> What to produce: In the credit agreement amendment below, which bank acts as administrative agent for the lenders?

> Passage:
——————

Second Amendment to Revolving Credit Agreement

Contract Categories: Business Finance - Credit Agreements
EX-4.1 2 h30057exv4w1.htm SECOND AMENDMENT TO REVOLVING CREDIT AGREEMENT exv4w1
 

EXHIBIT 4.1
SECOND AMENDMENT TO REVOLVING CREDIT AGREEMENT
     This SECOND AMENDMENT TO REVOLVING CREDIT AGREEMENT (this “Amendment”), dated as of November 7, 2005, is entered into by BWX Technologies, Inc. (the “Borrower”), BWXT Services, Inc. and BWXT Federal Services, Inc. (the “Guarantors”), the lenders from time to time party to the Credit Agreement described below (the “Lenders”), and Calyon, New York Branch (formerly known as Credit Lyonnais, New York Branch), as administrative agent for the Lenders (the “Administrative Agent”).
INTRODUCTION
     WHEREAS, the Borrower, the Guarantors, the Lenders and the Administrative Agent are parties to that certain Revolving Credit Agreement dated as of December 9, 2003 as amended by First Amendment to Revolving Credit Agreement dated as of March 18, 2005 (the “Credit Agreement”); and
     WHEREAS, The Borrower, the Guarantors, the Lenders and the Administrative Agent wish to, subject to the terms and conditions of this Amendment, amend certain sections of the Credit Agreement, each as provided for in this Amendment.
AGREEMENT
     NOW, THEREFORE, in consideration of the premises and the mutual covenants, representations and warranties contained herein, and for other good and valuable consideration the receipt and sufficiency of which is hereby acknowledged, the parties hereto agree as follows:
     Section 1. Definitions. Unless otherwise defined in this Amendment, each term used in this Amendment that is defined in the Credit Agreement has the meaning assigned to such term in the Credit Agreement.
     Section 2. Amendments to Credit Agreement.
          (a) Section 1.1 of the Credit Agreement is amended by changing the definition of BWICO Loan to read in its entirety as follows:
“BWICO Loan” means the loan made by the Borrower to BWICO pursuant to the terms of the Loan Agreement dated as of April 3, 2000, between the Borrower and BWICO, as amended by that certain Amendment No. 1 to Loan Agreement dated as of July 1, 2000, by that certain Amendment No. 2 to Loan Agreement dated as of December 31, 2002, by that certain Amendment No. 3 to Loan Agreement dated effective as of November 1, 2003 and by such further amendments made in accordance with Section 6.4(d) of this Agreement.
          (b) Section 1.1 of the Credit Agreement is further amended by adding the following new definition in alphabetical order:

51


 

BWICO Affiliate Loans” means the loans made by the Borrower to Affiliates of BWICO pursuant to the terms of loan documentations that are substantially similar in term to documentation governing the BWICO Loan.

——————

> Data excerpt:
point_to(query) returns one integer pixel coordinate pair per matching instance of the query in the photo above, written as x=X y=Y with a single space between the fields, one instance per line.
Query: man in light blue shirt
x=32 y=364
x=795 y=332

——————

> Answer in full: Calyon, New York Branch (formerly known as Credit Lyonnais, New York Branch).